# [INSTRUCCIONES]
a) Reproduce sin cambios el pasaje del texto sobre el comercio del dolor que empieza en "Y después, justo" y termina en "vaya si hacen.".
b) Resume en menos palabras el párrafo del texto sobre el comercio del dolor que comienza con "Hay demasiadas obligaciones", sin perder sus datos principales.

# [BLOQUE DE TEXTO]
+-------+

Y después, justo después de la muerte, cuando es más grande la aflicción, y el vacío, y el desconcierto porque se ha perdido a alguien a quien se quiere y es entonces cuando el mundo carece de sentido, y de piedad, y de consuelo, llegan los comerciantes, como si el primer llanto les convocara. Y es entonces cuando comienza el detestable comercio del dolor, un mercado en el que el difunto es la mercancía y los deudos los paganos.

Hay demasiadas obligaciones tras la muerte, todas encaminadas hacia el único objetivo de procurar que duela más y que no puedas pensar y darte cuenta de que te están sangrando. Aturdido, te dejas hacer, y ellos hacen, vaya si hacen.

+-------+

# [BLOQUE DE DATOS]
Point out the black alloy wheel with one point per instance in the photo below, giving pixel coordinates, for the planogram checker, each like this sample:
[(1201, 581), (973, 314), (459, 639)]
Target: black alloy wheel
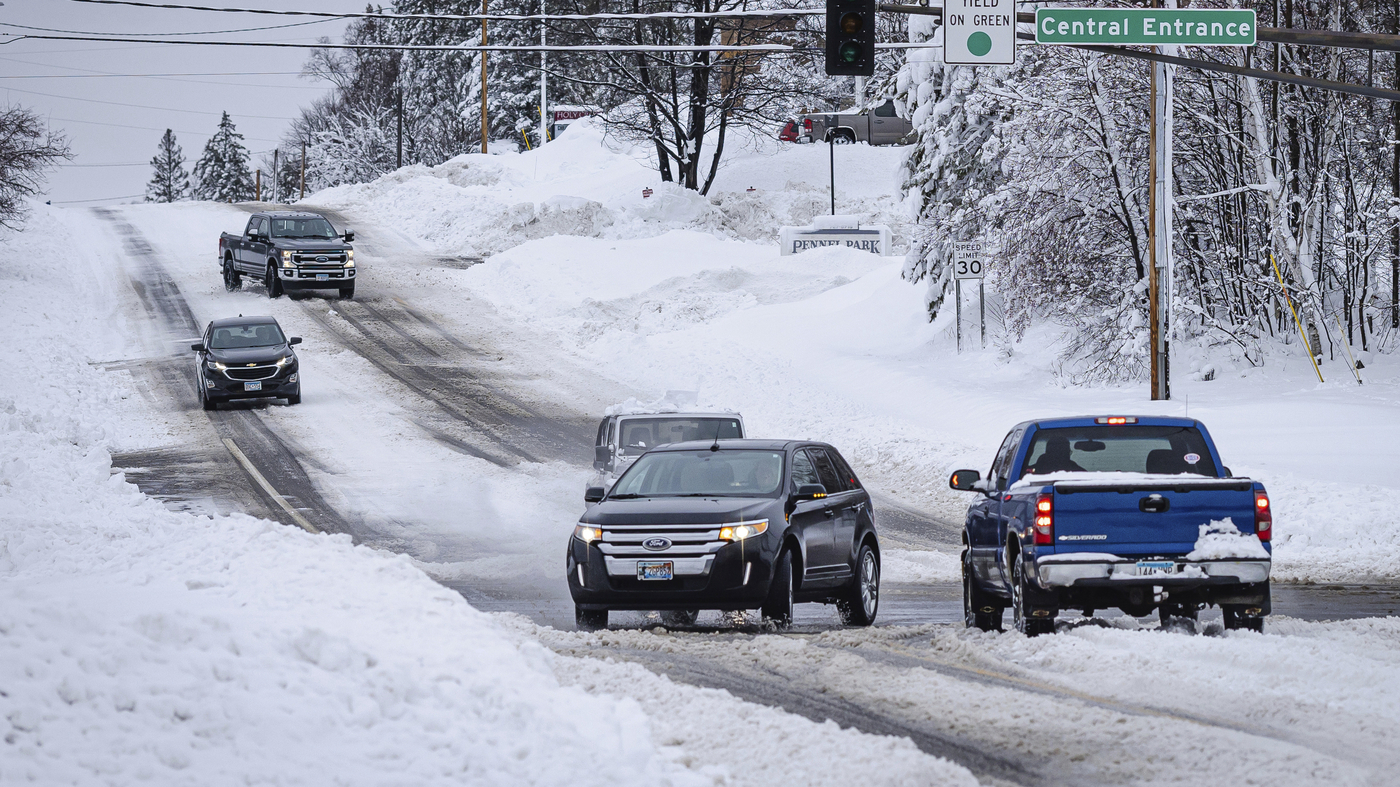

+-------+

# [SOLUCIONES POR TAREA]
a)
Y después, justo después de la muerte, cuando es más grande la aflicción, y el vacío, y el desconcierto porque se ha perdido a alguien a quien se quiere y es entonces cuando el mundo carece de sentido, y de piedad, y de consuelo, llegan los comerciantes, como si el primer llanto les convocara. Y es entonces cuando comienza el detestable comercio del dolor, un mercado en el que el difunto es la mercancía y los deudos los paganos.

Hay demasiadas obligaciones tras la muerte, todas encaminadas hacia el único objetivo de procurar que duela más y que no puedas pensar y darte cuenta de que te están sangrando. Aturdido, te dejas hacer, y ellos hacen, vaya si hacen.

b) Tras la muerte hay demasiadas obligaciones. Todas buscan que duela más y que no puedas pensar ni notar que te están sangrando. Aturdido, te dejas hacer, y ellos hacen mucho.